### Page extract
Thursday, April 9, 2015

Reloading the Musket - Patriots' Mock Draft 1.0: Size Matters

The Patriots brought in Bryan Stork last season to anchor the pivot, could his FSU teammate Matias (70) be joining him?
We're idiots.  All of us.

And even fools if we actually believe that, as writers, we can guess which players New England Patriots' head ball coach and defacto General Manager Bill Belichick will select when it comes his turn.

Experts can predict whatever they want, but the simple fact of the matter is that Belichick has his players targeted and will make his selections count with the best available athlete at a position of need and in a spot where they represent maximum value for his draft capital.

That said, no one really knows where Belichick has his targets projected at, nor do we know what the 31 other teams' mindsets are at, which makes mock drafts and inexact science at best, and a fool's paradise at worst.

Hell, we don't even know what Belichick considers a priority, or if he even goes into a draft thinking along those lines.  Lord knows he has befuddled the masses time and again with his seemingly quirky picks of little-known or outright unknown prospects, starting with one Tom Brady, a part-time starter behind Drew Henson at Michigan whom the Dark Master took as an afterthought in the sixth round in 2000.  Perhaps you've heard of him.

Of course, for every Brady there's two or three Dowlings or Bequettes - and so it goes with inexact science.

But nothing gets fans juiced in the offseason like some idiot posting his big board or mock draft on social media sites, which is nothing short of throwing meat to wolves - because fans are fans no matter the time of year, and when draft day approaches, particularly if money is tight and their team hasn't done much in free agency, things like these whet their appetite and cause the salivary glands to work overtime.

But it's fun, except for those who take themselves too seriously.  For them, this time of year is crucial for their future success, and every negative comment of their opinion is met with snarling and gnashing of teeth - such as it goes with narcissistic nightmares...

...because what Mock Drafts really are is a personal wish list of sorts - players whom we would like to see Belichick draft.  we will defend our opinions right up until Belichick makes his selection, then fall back on the "Inexact Science" thing or the "In Bill We Trust" adage.  There's nothing binding about trying to guess what the Dark Master is going to do in the draft, so all is forgiven and forgotten before the 7th round is completed.

That is, until next offseason, when everyone will remember exactly who you picked and don't hesitate to remind you - and there's no sense in denying it.  After all, what goes on the internet, stays on the internet...

(Excerpts from a detection dataset)
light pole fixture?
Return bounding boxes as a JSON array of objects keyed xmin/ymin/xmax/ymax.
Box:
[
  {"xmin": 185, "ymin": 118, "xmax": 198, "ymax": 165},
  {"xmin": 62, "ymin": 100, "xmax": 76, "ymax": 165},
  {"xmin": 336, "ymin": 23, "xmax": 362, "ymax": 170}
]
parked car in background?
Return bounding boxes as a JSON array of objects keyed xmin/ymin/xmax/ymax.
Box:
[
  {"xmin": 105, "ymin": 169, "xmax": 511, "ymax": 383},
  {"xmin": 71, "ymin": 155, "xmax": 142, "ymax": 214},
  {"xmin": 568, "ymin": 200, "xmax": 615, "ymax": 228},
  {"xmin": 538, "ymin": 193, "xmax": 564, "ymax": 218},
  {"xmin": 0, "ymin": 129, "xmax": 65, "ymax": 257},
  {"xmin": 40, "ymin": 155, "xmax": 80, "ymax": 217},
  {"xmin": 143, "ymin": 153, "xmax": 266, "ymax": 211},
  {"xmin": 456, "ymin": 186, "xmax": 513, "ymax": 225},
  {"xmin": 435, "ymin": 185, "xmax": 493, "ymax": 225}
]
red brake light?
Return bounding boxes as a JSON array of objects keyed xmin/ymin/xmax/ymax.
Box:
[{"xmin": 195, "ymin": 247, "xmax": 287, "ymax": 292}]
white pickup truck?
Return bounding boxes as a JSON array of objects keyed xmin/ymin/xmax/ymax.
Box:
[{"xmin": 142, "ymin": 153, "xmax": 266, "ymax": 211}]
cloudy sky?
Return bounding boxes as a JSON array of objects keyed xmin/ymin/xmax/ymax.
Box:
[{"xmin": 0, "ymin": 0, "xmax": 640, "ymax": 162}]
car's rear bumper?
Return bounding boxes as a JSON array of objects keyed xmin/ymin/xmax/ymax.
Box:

### Work instructions
1/ From the Patriots mock draft post, transcribe the passage from "We're idiots.  All" up to and including "his draft capital.".
2/ According to the Patriots mock draft post, why are mock drafts an inexact science at best and a fool's paradise at worst?

### Replies
1/
We're idiots.  All of us.

And even fools if we actually believe that, as writers, we can guess which players New England Patriots' head ball coach and defacto General Manager Bill Belichick will select when it comes his turn.

Experts can predict whatever they want, but the simple fact of the matter is that Belichick has his players targeted and will make his selections count with the best available athlete at a position of need and in a spot where they represent maximum value for his draft capital.

2/ No one really knows where Belichick has his targets projected, and no one knows the mindsets of the 31 other teams.